---- MATERIAL TO PROCESS
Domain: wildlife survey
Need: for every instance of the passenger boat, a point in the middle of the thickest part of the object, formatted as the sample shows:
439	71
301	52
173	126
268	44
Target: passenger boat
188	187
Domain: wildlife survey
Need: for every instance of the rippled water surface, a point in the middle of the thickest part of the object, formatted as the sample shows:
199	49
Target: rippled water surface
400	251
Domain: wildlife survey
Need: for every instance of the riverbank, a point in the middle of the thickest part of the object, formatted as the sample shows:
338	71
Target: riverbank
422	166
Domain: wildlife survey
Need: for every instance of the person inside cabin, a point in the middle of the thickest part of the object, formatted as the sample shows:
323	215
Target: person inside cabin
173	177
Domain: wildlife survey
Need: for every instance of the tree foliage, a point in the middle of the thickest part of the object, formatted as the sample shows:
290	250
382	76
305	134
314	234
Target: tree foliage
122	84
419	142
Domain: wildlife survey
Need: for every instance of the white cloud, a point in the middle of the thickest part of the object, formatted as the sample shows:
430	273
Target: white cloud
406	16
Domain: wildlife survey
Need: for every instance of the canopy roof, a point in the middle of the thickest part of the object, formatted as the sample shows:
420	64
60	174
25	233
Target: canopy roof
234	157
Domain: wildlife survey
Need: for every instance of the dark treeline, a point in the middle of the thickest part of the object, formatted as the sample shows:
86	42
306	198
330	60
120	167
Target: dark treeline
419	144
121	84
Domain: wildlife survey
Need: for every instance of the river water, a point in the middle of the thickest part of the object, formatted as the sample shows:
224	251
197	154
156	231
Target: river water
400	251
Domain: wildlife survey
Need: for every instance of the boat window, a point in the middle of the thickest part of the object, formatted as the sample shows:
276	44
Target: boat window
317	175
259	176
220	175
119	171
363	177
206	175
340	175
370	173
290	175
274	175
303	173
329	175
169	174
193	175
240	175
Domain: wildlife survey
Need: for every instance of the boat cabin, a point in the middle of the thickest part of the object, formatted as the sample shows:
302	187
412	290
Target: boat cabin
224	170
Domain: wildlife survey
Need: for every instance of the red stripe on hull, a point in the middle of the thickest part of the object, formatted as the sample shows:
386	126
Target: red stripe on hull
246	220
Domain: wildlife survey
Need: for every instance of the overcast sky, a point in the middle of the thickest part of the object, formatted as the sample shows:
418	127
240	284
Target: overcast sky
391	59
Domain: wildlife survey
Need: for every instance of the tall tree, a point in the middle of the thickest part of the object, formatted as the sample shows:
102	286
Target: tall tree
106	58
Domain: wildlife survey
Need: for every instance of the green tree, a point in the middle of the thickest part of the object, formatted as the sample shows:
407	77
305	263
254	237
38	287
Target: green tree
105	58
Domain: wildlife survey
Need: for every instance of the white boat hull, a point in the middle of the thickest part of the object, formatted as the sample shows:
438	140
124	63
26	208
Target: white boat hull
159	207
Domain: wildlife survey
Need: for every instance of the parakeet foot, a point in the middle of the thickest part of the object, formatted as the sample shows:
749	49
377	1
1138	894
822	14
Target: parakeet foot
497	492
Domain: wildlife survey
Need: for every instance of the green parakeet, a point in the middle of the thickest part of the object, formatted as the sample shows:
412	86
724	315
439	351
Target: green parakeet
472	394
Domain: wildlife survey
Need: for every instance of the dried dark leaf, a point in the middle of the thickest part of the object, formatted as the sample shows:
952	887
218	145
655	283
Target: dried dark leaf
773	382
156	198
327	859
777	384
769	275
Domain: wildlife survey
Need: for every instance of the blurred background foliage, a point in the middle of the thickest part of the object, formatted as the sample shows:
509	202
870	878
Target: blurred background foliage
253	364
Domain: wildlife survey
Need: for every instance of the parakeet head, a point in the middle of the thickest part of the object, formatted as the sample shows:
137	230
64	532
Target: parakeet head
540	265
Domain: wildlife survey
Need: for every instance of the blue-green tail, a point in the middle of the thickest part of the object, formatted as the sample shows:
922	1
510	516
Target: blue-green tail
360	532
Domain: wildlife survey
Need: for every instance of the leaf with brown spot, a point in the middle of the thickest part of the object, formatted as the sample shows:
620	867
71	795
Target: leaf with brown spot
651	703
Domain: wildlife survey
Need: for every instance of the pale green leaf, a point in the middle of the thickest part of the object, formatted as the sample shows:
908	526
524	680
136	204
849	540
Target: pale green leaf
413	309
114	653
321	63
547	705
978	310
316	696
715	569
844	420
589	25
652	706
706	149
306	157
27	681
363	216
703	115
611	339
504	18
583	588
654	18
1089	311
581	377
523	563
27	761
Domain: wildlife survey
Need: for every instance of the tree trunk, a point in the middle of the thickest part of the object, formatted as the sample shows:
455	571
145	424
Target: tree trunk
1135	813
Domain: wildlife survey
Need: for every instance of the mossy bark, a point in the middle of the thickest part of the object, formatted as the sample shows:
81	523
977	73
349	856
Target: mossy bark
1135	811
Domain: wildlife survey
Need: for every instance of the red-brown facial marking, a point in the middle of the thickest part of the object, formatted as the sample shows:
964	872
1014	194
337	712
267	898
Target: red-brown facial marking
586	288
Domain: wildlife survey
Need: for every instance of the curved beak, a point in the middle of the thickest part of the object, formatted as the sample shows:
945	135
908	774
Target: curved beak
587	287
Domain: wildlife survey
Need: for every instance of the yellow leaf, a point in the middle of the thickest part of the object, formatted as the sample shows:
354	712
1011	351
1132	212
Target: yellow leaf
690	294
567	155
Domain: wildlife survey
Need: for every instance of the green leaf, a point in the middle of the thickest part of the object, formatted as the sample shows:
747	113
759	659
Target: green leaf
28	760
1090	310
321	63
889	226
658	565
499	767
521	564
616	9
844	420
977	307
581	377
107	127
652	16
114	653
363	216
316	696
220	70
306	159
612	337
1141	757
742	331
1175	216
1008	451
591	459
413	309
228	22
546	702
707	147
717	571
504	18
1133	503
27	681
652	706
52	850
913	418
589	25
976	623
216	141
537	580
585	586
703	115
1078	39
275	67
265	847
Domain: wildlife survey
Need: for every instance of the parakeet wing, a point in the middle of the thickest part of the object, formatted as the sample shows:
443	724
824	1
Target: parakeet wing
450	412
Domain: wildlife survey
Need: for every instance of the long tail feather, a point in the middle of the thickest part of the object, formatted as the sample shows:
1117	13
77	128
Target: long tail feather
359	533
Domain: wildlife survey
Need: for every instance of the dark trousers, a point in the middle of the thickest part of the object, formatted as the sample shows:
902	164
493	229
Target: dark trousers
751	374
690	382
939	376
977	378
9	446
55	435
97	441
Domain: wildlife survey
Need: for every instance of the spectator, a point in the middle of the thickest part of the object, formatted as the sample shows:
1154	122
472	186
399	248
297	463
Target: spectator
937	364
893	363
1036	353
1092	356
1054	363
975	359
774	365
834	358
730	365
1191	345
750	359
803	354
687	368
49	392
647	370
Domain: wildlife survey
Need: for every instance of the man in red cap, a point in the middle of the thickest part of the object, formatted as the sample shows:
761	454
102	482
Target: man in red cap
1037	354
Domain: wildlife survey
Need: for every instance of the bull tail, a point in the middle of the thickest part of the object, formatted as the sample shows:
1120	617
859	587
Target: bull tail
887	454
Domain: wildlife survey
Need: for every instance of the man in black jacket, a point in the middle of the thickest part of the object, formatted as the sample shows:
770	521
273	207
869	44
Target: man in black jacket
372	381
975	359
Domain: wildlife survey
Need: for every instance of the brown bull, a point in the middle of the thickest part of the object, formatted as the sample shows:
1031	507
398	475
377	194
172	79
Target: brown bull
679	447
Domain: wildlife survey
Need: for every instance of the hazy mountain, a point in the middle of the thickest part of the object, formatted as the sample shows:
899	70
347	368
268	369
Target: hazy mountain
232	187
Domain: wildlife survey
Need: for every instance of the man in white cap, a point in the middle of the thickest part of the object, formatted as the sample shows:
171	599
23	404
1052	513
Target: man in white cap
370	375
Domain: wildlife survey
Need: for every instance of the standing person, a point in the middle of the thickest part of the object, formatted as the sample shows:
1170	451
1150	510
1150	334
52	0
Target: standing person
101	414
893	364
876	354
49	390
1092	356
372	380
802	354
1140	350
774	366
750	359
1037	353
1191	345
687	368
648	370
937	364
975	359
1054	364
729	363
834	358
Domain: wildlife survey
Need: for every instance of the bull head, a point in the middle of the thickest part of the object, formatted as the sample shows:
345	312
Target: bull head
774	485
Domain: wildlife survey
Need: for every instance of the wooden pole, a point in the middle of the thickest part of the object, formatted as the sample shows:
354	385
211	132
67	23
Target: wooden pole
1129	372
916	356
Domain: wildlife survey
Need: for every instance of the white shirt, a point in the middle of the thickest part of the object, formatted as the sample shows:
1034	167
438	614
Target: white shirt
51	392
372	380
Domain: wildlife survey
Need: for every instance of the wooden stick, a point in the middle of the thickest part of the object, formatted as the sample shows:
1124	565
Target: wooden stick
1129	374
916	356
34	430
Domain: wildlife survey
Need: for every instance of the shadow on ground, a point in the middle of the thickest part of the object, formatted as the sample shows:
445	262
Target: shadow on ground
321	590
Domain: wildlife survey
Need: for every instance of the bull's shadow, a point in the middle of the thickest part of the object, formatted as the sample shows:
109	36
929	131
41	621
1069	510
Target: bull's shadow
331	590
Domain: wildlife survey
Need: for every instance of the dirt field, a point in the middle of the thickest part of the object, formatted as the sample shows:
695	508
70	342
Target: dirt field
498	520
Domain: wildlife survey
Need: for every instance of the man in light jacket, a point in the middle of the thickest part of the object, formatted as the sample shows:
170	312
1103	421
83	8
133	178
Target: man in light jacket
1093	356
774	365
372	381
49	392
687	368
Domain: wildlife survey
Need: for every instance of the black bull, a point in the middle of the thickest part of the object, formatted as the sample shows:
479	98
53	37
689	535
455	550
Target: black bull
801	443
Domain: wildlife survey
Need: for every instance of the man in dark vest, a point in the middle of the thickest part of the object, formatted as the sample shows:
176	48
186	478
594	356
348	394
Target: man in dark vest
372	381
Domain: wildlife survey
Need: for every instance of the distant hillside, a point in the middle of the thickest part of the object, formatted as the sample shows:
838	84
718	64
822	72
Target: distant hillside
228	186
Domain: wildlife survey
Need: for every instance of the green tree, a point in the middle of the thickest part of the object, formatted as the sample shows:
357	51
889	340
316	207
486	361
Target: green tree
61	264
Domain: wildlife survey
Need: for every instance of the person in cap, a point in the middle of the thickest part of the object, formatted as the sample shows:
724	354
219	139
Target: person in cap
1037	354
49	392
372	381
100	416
--------
■ **INSTRUCTIONS TO FOLLOW**
Find every line above that contains the word "cloud" and copy each of those lines out in full.

■ **FINAL RESULT**
Need: for every instance of the white cloud, a point in the middle of the thickest part of the object, formatted as the sample shows:
Target: white cloud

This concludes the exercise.